## TRAVAIL DEMANDÉ
1) Répondez aux questions suivantes d'après l'extrait choisi.
(a) Pour combien de produits médicaux Santé Canada fournit-il des rapports cliniques ?
(b) Pour quelle raison les données des patients sont-elles exclues de la publication proactive ?
(c) Combien d'études publiées se servant des données du portail de Santé Canada ont été recensées ?
2) Recopiez sans rien changer le passage de l'extrait choisi qui va de « Bien que Santé » jusqu'à « omissions étaient mineures3. ».

## EXTRAIT CHOISI
────────────────────
Bien que Santé Canada fournisse des rapports cliniques concernant plus de 160 produits médicaux, son initiative n’est pas sans limites. Les données des patients sont exclues de la publication proactive pour des raisons de confidentialité, ce qui rend impossible la réanalyse complète d’un essai clinique. En outre, l’information clinique non utilisée par le promoteur pour appuyer les conditions d’utilisation du produit n’est également pas diffusée. Cependant, Santé Canada examine si les omissions proposées par les fabricants sont justifiées, et une analyse récente a révélé que la plupart de ces omissions étaient mineures3.
Le principal facteur limitant les retombées de l’initiative sur la DPRC semble être sa sous-utilisation. Nous avons recensé une seule étude publiée se servant des données du portail de Santé Canada10. Il pourrait être nécessaire de promouvoir la connaissance et l’utilisation du portail en augmentant le financement accordé à la recherche secondaire (p. ex., octroi de subventions réservées à la recherche se servant de sources de données partagées) et en améliorant la reconnaissance des études de réitération et des analyses secondaires chez les universitaires et les comités éditoriaux des revues scientifiques.
────────────────────
## EXTRAITS DE DONNÉES

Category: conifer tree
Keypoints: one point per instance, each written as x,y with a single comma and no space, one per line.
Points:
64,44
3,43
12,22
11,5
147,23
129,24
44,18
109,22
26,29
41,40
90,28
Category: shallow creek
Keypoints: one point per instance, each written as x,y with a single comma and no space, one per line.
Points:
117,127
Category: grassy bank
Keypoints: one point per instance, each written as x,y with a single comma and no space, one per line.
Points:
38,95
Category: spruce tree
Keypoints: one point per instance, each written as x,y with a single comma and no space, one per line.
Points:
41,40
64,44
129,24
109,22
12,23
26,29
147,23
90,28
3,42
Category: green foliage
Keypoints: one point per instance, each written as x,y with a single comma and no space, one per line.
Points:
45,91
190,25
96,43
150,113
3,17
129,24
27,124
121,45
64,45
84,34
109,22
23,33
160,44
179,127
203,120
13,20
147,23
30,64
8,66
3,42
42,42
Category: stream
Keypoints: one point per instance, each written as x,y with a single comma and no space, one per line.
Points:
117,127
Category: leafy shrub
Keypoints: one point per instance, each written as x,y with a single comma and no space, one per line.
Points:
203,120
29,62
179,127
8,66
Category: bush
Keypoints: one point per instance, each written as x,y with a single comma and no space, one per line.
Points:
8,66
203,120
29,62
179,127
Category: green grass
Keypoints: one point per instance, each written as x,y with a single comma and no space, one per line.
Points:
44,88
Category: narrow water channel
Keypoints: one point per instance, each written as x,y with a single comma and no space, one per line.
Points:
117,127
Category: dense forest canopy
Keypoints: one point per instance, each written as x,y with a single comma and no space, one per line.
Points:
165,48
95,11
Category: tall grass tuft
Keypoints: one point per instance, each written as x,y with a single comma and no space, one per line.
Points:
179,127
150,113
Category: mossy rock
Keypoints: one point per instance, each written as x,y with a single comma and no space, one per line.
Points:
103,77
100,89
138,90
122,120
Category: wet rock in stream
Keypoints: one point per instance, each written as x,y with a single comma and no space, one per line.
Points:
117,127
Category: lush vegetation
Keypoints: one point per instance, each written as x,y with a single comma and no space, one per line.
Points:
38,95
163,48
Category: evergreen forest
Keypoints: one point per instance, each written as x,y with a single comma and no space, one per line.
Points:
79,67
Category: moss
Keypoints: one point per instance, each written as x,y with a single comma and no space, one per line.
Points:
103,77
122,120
────────────────────
## EXERCICES CORRIGÉS
1)
(a) Plus de 160 produits médicaux.
(b) Pour des raisons de confidentialité.
(c) Une seule étude.

2)
Bien que Santé Canada fournisse des rapports cliniques concernant plus de 160 produits médicaux, son initiative n’est pas sans limites. Les données des patients sont exclues de la publication proactive pour des raisons de confidentialité, ce qui rend impossible la réanalyse complète d’un essai clinique. En outre, l’information clinique non utilisée par le promoteur pour appuyer les conditions d’utilisation du produit n’est également pas diffusée. Cependant, Santé Canada examine si les omissions proposées par les fabricants sont justifiées, et une analyse récente a révélé que la plupart de ces omissions étaient mineures3.